- **Your objective**
Copy out every one of the entries below word for word, leaving out the pictures.

[Entries from a pointing dataset]
--------------------------------

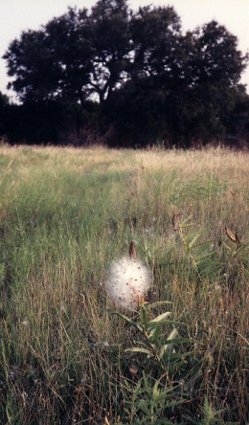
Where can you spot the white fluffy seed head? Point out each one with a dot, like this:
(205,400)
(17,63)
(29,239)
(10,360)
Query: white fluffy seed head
(128,282)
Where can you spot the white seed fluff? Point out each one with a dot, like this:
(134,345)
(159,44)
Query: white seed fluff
(127,283)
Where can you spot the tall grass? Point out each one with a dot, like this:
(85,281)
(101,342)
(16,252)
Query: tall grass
(65,214)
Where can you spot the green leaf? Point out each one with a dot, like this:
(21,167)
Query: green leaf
(128,320)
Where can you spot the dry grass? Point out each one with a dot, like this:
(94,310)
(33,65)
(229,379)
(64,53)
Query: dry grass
(65,214)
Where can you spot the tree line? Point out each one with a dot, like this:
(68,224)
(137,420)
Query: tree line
(124,78)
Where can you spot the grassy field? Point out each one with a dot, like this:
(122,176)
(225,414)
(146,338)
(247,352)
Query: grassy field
(65,215)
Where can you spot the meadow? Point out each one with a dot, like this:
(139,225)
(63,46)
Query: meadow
(65,215)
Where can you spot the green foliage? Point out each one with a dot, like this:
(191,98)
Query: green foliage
(65,214)
(126,78)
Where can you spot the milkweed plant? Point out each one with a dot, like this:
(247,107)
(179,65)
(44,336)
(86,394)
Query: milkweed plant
(148,395)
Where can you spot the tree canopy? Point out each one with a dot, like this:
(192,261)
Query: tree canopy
(145,78)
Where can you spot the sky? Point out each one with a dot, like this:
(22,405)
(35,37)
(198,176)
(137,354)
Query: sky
(19,15)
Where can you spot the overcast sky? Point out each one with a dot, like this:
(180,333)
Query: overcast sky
(19,15)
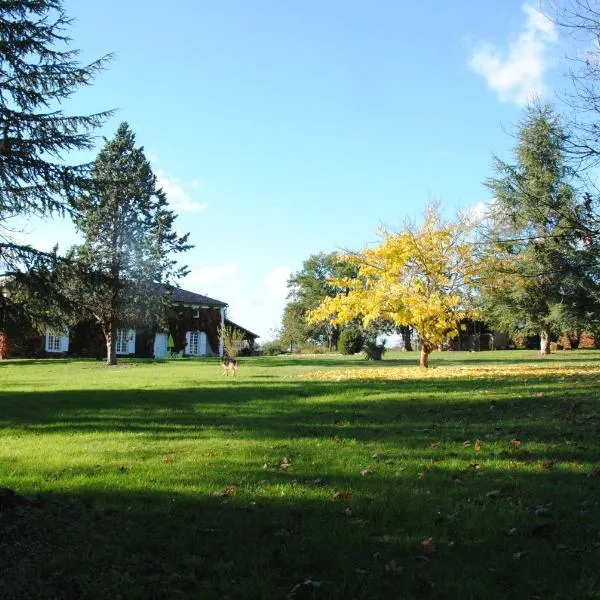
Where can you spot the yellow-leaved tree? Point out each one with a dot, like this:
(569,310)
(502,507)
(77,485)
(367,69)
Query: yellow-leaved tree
(421,276)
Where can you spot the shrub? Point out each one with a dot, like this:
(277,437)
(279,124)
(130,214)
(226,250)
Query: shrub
(272,348)
(350,342)
(4,347)
(373,350)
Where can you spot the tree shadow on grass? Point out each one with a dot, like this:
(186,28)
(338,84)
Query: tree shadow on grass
(457,489)
(385,538)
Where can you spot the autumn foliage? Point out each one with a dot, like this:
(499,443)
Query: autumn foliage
(4,346)
(420,276)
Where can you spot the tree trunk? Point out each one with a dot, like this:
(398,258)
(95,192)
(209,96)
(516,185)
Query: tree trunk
(405,333)
(544,341)
(111,355)
(574,338)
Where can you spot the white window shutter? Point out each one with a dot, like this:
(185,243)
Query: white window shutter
(131,341)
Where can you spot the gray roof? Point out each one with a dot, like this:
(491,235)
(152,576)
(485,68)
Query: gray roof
(185,297)
(246,331)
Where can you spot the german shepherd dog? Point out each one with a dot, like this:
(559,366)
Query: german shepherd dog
(229,366)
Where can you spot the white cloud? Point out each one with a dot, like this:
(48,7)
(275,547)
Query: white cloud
(179,199)
(517,75)
(201,279)
(276,283)
(478,211)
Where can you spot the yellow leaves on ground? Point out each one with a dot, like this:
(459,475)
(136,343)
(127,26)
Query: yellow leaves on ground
(420,276)
(467,372)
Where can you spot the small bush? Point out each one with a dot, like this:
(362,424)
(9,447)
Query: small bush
(350,342)
(4,346)
(272,348)
(373,350)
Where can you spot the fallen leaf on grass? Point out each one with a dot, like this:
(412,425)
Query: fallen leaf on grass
(392,567)
(307,584)
(228,491)
(545,530)
(543,511)
(428,546)
(342,495)
(524,455)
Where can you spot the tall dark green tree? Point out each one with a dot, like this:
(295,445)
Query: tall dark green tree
(540,269)
(38,72)
(128,259)
(307,288)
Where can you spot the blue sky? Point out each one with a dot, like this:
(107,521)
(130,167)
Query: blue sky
(280,129)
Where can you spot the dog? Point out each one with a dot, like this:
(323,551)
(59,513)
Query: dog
(229,366)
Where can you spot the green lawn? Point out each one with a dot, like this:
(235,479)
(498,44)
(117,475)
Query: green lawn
(304,477)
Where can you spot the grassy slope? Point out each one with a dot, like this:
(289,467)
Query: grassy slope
(170,481)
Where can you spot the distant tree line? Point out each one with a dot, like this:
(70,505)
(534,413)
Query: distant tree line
(125,266)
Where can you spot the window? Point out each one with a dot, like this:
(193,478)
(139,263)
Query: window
(125,343)
(193,343)
(57,342)
(196,343)
(52,342)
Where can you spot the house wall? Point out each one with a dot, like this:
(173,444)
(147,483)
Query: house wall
(181,320)
(86,339)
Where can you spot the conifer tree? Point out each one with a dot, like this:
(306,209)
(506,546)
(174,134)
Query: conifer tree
(537,274)
(38,72)
(126,262)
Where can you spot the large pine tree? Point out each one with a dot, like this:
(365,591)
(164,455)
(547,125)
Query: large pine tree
(127,260)
(38,72)
(538,264)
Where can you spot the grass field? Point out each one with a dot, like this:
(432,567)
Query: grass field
(305,477)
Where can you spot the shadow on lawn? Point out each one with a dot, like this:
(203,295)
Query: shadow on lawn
(433,518)
(413,414)
(430,539)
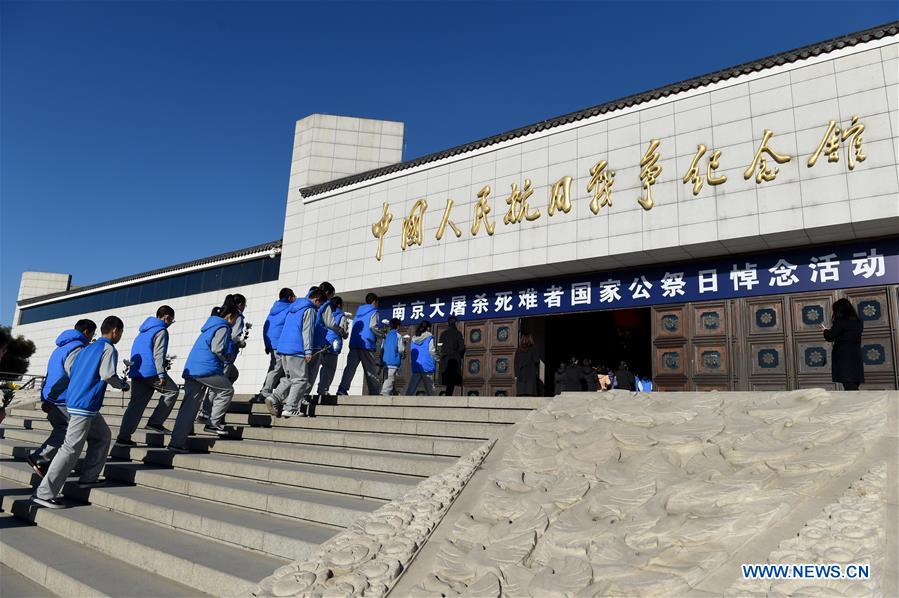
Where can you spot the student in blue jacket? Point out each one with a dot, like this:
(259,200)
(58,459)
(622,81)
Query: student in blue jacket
(271,332)
(364,348)
(237,342)
(423,356)
(204,376)
(148,374)
(296,346)
(59,368)
(392,351)
(93,370)
(334,342)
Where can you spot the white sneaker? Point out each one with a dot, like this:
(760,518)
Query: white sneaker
(50,503)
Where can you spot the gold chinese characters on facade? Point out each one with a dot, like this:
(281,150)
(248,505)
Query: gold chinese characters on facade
(763,168)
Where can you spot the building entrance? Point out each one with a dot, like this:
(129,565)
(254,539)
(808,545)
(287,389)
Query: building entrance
(602,338)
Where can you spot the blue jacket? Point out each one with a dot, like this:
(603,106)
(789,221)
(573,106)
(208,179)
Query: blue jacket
(390,355)
(274,323)
(57,379)
(361,336)
(333,337)
(202,361)
(84,395)
(422,362)
(291,341)
(142,363)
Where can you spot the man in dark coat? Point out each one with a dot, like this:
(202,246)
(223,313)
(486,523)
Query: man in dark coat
(845,333)
(452,350)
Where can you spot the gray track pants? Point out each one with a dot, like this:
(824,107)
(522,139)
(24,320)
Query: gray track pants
(389,381)
(59,419)
(96,433)
(428,380)
(326,372)
(296,383)
(274,375)
(232,374)
(370,366)
(217,389)
(141,392)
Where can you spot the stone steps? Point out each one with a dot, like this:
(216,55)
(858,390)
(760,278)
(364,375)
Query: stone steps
(383,461)
(15,585)
(527,403)
(261,418)
(351,482)
(68,568)
(260,530)
(459,413)
(423,445)
(210,567)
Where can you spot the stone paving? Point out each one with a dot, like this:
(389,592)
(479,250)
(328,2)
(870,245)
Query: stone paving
(665,494)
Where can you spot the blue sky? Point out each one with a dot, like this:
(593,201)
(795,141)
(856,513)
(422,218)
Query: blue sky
(140,134)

--------------------------------

- **Output**
Where can you spot the white fluffy seed head? Point out each one with a dot, like this:
(205,400)
(17,63)
(29,239)
(10,360)
Query: white fluffy seed head
(128,282)
Where can you spot the white seed fluff? Point out each one with a dot, like this:
(134,345)
(159,44)
Query: white seed fluff
(127,283)
Where can you spot the tall grass? Point out each one with a dot, like this:
(85,281)
(101,342)
(16,252)
Query: tall grass
(65,214)
Where can you spot the green leaf? Point out each one with a dot, like this:
(21,167)
Query: green leaf
(128,320)
Where can you spot the dry grass? Point out each one with a dot, like this:
(94,310)
(33,65)
(229,379)
(64,53)
Query: dry grass
(65,214)
Where can you spot the tree line? Point out each one with a dot, like this:
(68,224)
(137,420)
Query: tree line
(124,78)
Where can you spot the grassy field? Point out each one with a dot, like this:
(122,176)
(225,414)
(146,338)
(247,352)
Query: grassy field
(65,215)
Where can you spot the meadow? Point out each one with a dot, like this:
(139,225)
(63,46)
Query: meadow
(65,215)
Where can you spot the green foliage? Point out each one with a dot, like this:
(191,98)
Query: green foliage
(65,214)
(126,78)
Where can you spot the milkweed plant? Point out each one with a dot, like this:
(247,107)
(179,65)
(44,336)
(86,394)
Query: milkweed plant
(148,395)
Where can you spot the tree canopy? Point out each one with a dot, like this:
(192,261)
Query: tree canopy
(145,78)
Where can you spot the sky? Point out each one with a dot, like this:
(22,405)
(35,37)
(198,176)
(137,354)
Query: sky
(19,15)
Where can you spot the overcast sky? Point out each one with a dot, like this:
(180,333)
Query: overcast sky
(19,15)
Where can you spot the yellow-leaved tree? Point out each one with a dot, like this:
(569,310)
(502,507)
(77,485)
(367,69)
Query: yellow-leaved tree
(421,276)
Where can you spot the shrub? Point out each one with a dot, like this:
(277,437)
(279,124)
(130,214)
(226,250)
Query: shrub
(272,348)
(350,342)
(4,347)
(373,350)
Where can you spot the tree shadow on grass? Point out each one with a dot, like this:
(186,28)
(338,84)
Query: tree shadow on grass
(457,489)
(385,538)
Where can you spot the autumn foliage? Point out each one with a dot, like this:
(499,443)
Query: autumn foliage
(4,346)
(420,276)
Where can you spot the tree trunk? Point out each one with a dot, like this:
(398,258)
(95,192)
(209,96)
(516,185)
Query: tree trunk
(405,333)
(544,341)
(111,355)
(574,338)
Where can you spot the white window shutter? Point out each one with a dot, like this:
(185,243)
Query: white window shutter
(131,341)
Where can you spot the gray roof? Point out each one with a dot, like this:
(491,235)
(152,576)
(485,68)
Query: gray roof
(185,297)
(246,331)
Where can you spot the german shepherd dog? Point out each one with a dot, like this:
(559,366)
Query: german shepherd dog
(229,366)
Where can you spot the white cloud? Point out each one with a dot, like this:
(48,7)
(275,547)
Query: white cloud
(179,199)
(517,75)
(201,279)
(276,283)
(478,211)
Where can you spot the yellow leaves on ground? Point out each one with a dot, like this:
(459,475)
(136,343)
(127,26)
Query: yellow leaves on ground
(420,276)
(467,372)
Where can you spot the small bush? Point out each one with a dot, like this:
(362,424)
(9,447)
Query: small bush
(350,342)
(4,346)
(272,348)
(373,350)
Where can you spot the fallen leaf on grass? Point out each one with a dot, like this:
(412,425)
Query: fallen leaf on grass
(392,567)
(307,584)
(228,491)
(545,530)
(543,511)
(428,546)
(342,495)
(524,455)
Where can you spot the tall dark green tree? Point out each one with a dot, like this:
(295,445)
Query: tall dark green tree
(540,269)
(38,72)
(128,259)
(307,288)
Where can you spot the blue sky? Point out each one with a dot, like this:
(107,521)
(130,167)
Query: blue sky
(280,129)
Where can you spot the dog? Point out each one with a dot, like this:
(323,551)
(59,513)
Query: dog
(229,366)
Where can you spot the green lawn? Point out each one with a dot, like this:
(235,479)
(498,44)
(117,475)
Query: green lawn
(304,477)
Where can you spot the grassy slope? Point out each one with a dot, like this:
(289,467)
Query: grassy slope
(170,481)
Where can you spot the distant tree line? Point out each one with a dot, like this:
(70,505)
(534,413)
Query: distant tree line
(125,266)
Where can you spot the window? Point out each one with a dot, like this:
(193,478)
(139,263)
Query: window
(125,343)
(193,343)
(57,342)
(196,343)
(52,342)
Where can you spot the house wall? Point out each one with a dot, like this:
(173,444)
(147,483)
Query: house wall
(181,320)
(86,339)
Where can you spot the conifer tree? Point out each one with a dot, like this:
(306,209)
(506,546)
(174,134)
Query: conifer tree
(537,274)
(38,72)
(126,262)
Where can you spot the large pine tree? Point out each one with a dot, like this:
(365,591)
(164,455)
(547,125)
Query: large pine tree
(127,260)
(38,72)
(538,264)
Where can you spot the grass field? Point out each one with a dot, like this:
(432,567)
Query: grass field
(305,477)
Where can you spot the shadow on lawn? Point out each one with a dot, like this:
(203,295)
Query: shadow on lawn
(433,518)
(413,414)
(430,539)
Where can you spot the student in blue jacket? Point out each one with a dot, like this:
(259,200)
(58,459)
(622,81)
Query: student in blue jacket
(271,332)
(364,348)
(237,342)
(423,356)
(204,376)
(148,374)
(296,346)
(59,368)
(392,351)
(93,370)
(334,342)
Where can you spot the white sneaker? Point out each one with a dot, like this:
(760,518)
Query: white sneaker
(50,503)
Where can you spot the gold chinese characters on facade? Point out each one with a dot, like this:
(281,150)
(248,505)
Query: gold chinese characters on facade
(763,168)
Where can you spot the building entrance? Point out each one with a dot, like this:
(129,565)
(254,539)
(808,545)
(287,389)
Query: building entrance
(602,338)
Where can you spot the blue jacket? Point out each one with a dot, like this:
(603,106)
(789,221)
(573,106)
(208,179)
Query: blue jacket
(390,355)
(274,323)
(57,379)
(361,336)
(333,337)
(202,361)
(84,395)
(422,362)
(291,341)
(142,363)
Where can you spot the man in dark coat? Point out each one with a dot, like this:
(202,246)
(223,313)
(486,523)
Query: man in dark coat
(845,333)
(452,350)
Where can you spot the gray track pants? Point out each one with a dot, like this:
(824,107)
(522,139)
(24,320)
Query: gray track pants
(389,381)
(59,419)
(96,433)
(428,380)
(326,372)
(296,383)
(274,375)
(232,374)
(370,366)
(217,389)
(141,392)
Where can you spot the stone steps? Point out each one with a dot, like this:
(216,55)
(858,390)
(760,278)
(364,375)
Query: stone steps
(383,461)
(15,585)
(527,403)
(261,418)
(351,482)
(68,568)
(260,530)
(459,413)
(423,445)
(210,567)
Where can you spot the stone paving? Point out each one with a dot, like this:
(389,592)
(479,250)
(328,2)
(870,245)
Query: stone paving
(665,494)
Where can you spot the blue sky? Point out each one with a dot, like this:
(593,201)
(795,141)
(856,513)
(422,218)
Query: blue sky
(140,134)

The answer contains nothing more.